Task to carry out
Return the lines from the start of the records through the line holding "box: [144, 211, 339, 301]", both ends included, copied word for word. Leave the pictures out of your answer.

Given data
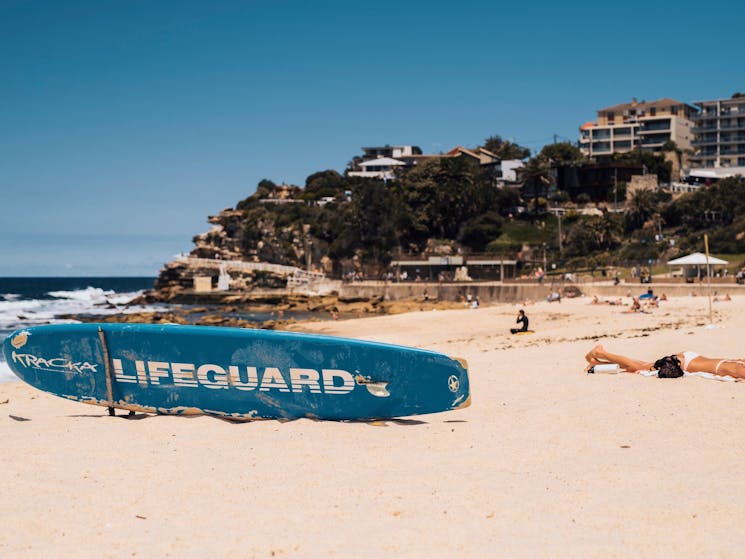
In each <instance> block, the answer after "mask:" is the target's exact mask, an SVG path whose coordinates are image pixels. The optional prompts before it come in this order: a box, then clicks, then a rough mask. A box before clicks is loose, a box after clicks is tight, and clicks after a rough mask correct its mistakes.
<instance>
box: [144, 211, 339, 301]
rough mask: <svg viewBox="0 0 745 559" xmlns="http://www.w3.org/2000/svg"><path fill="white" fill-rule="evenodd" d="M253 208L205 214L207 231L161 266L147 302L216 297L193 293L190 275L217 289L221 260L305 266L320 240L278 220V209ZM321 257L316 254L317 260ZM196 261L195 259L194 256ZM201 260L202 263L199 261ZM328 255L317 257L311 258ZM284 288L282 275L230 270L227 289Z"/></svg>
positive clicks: (240, 290)
mask: <svg viewBox="0 0 745 559" xmlns="http://www.w3.org/2000/svg"><path fill="white" fill-rule="evenodd" d="M272 210H274V211H266V210H264V208H262V207H260V206H258V207H253V208H252V209H251V210H250V211H247V210H244V209H233V208H226V209H224V210H222V211H221V212H220V213H218V214H217V215H213V216H210V217H209V218H208V221H209V223H210V224H211V227H210V229H209V231H206V232H205V233H201V234H199V235H196V236H195V237H194V239H193V242H194V248H193V249H192V251H191V252H190V253H189V255H188V257H182V258H177V259H176V260H173V261H172V262H168V263H166V264H165V265H164V267H163V269H162V270H161V271H160V273H159V275H158V278H157V279H156V281H155V285H154V287H155V289H154V291H153V292H152V293H150V294H148V300H150V301H187V300H195V299H204V298H213V299H214V298H216V297H218V295H211V296H210V295H202V296H199V297H196V296H195V294H194V278H195V277H199V276H201V277H210V278H211V279H212V288H213V289H215V288H217V287H218V277H219V275H220V262H221V261H226V262H233V261H238V262H269V263H273V264H281V265H285V266H295V267H298V268H305V261H306V252H305V249H306V247H314V248H316V249H318V247H319V245H320V244H321V243H319V242H317V241H316V242H315V243H314V239H313V238H312V237H311V236H310V235H309V232H308V228H307V226H305V227H304V226H303V225H302V224H298V223H297V222H289V223H286V224H283V223H281V219H278V217H281V215H282V213H281V212H277V211H276V210H277V208H272ZM319 257H320V258H319ZM197 259H199V260H197ZM200 260H201V261H200ZM326 260H328V259H327V257H324V256H321V255H319V254H317V255H316V262H319V261H321V262H325V261H326ZM285 287H287V273H273V272H272V271H264V270H242V269H235V268H233V267H231V268H230V270H229V289H230V291H244V292H251V291H253V290H256V289H261V290H266V289H281V288H285Z"/></svg>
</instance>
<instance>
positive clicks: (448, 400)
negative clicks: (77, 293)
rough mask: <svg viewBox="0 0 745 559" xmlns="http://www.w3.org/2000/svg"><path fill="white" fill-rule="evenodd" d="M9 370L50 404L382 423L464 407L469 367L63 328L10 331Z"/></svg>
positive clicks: (228, 332)
mask: <svg viewBox="0 0 745 559" xmlns="http://www.w3.org/2000/svg"><path fill="white" fill-rule="evenodd" d="M3 350H4V352H5V358H6V360H7V362H8V365H9V366H10V367H11V369H12V370H13V371H14V372H15V374H16V375H18V376H19V377H20V378H21V379H22V380H24V381H25V382H27V383H28V384H30V385H32V386H34V387H36V388H38V389H40V390H44V391H46V392H51V393H52V394H55V395H57V396H61V397H63V398H68V399H70V400H76V401H80V402H85V403H88V404H95V405H99V406H105V407H109V408H120V409H125V410H130V411H140V412H147V413H156V414H176V415H178V414H208V415H217V416H223V417H231V418H236V419H274V418H300V417H311V418H318V419H335V420H342V419H361V420H368V419H385V418H393V417H401V416H407V415H417V414H427V413H436V412H443V411H448V410H454V409H458V408H462V407H466V406H468V405H469V404H470V394H469V382H468V370H467V367H466V364H465V361H461V360H456V359H453V358H450V357H448V356H447V355H443V354H440V353H436V352H433V351H427V350H422V349H414V348H408V347H401V346H395V345H389V344H382V343H376V342H366V341H361V340H351V339H344V338H335V337H331V336H320V335H311V334H300V333H290V332H275V331H267V330H244V329H239V328H220V327H206V326H179V325H148V324H64V325H52V326H35V327H32V328H27V329H24V330H19V331H17V332H14V333H13V334H11V335H10V336H8V338H7V339H6V340H5V342H4V344H3Z"/></svg>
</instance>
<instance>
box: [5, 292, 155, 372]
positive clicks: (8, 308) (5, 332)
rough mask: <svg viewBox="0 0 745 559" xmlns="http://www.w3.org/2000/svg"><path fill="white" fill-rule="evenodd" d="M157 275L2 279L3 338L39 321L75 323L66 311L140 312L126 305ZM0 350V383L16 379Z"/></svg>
mask: <svg viewBox="0 0 745 559" xmlns="http://www.w3.org/2000/svg"><path fill="white" fill-rule="evenodd" d="M154 281H155V278H0V341H1V340H4V339H5V337H6V336H7V335H8V334H10V333H11V332H13V331H15V330H18V329H21V328H26V327H28V326H36V325H39V324H64V323H71V322H75V321H74V320H67V319H62V318H58V317H59V315H63V314H85V313H91V314H113V313H121V312H139V311H143V310H148V309H146V308H145V307H140V306H132V307H127V306H126V305H127V303H129V302H130V301H131V300H132V299H134V298H135V297H137V296H138V295H140V294H142V292H143V291H144V290H146V289H150V288H151V287H152V286H153V282H154ZM15 379H16V377H15V375H14V374H13V373H12V372H11V370H10V368H9V367H8V364H7V363H6V362H5V357H4V356H3V355H2V351H0V382H3V381H8V380H15Z"/></svg>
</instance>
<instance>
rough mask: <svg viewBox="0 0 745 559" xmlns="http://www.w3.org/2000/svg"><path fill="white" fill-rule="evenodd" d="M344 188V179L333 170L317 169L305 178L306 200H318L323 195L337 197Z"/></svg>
mask: <svg viewBox="0 0 745 559" xmlns="http://www.w3.org/2000/svg"><path fill="white" fill-rule="evenodd" d="M345 189H346V180H345V179H344V177H343V176H342V175H340V174H339V173H337V172H336V171H333V170H327V171H319V172H318V173H313V174H312V175H310V176H309V177H308V178H307V179H305V192H304V193H303V197H304V198H305V199H306V200H320V199H321V198H325V197H334V198H336V197H339V196H341V195H342V194H343V193H344V190H345Z"/></svg>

Solution below
In each <instance> block, the answer after "mask:" is the target's exact mask, an SVG path whose coordinates are image pixels. The optional prompts before it come in this order: a box, then clicks, then a rough mask. A box before clicks is loose, a box after clicks is tight, and clicks after a rough mask correct its mistakes.
<instance>
box: [144, 211, 339, 301]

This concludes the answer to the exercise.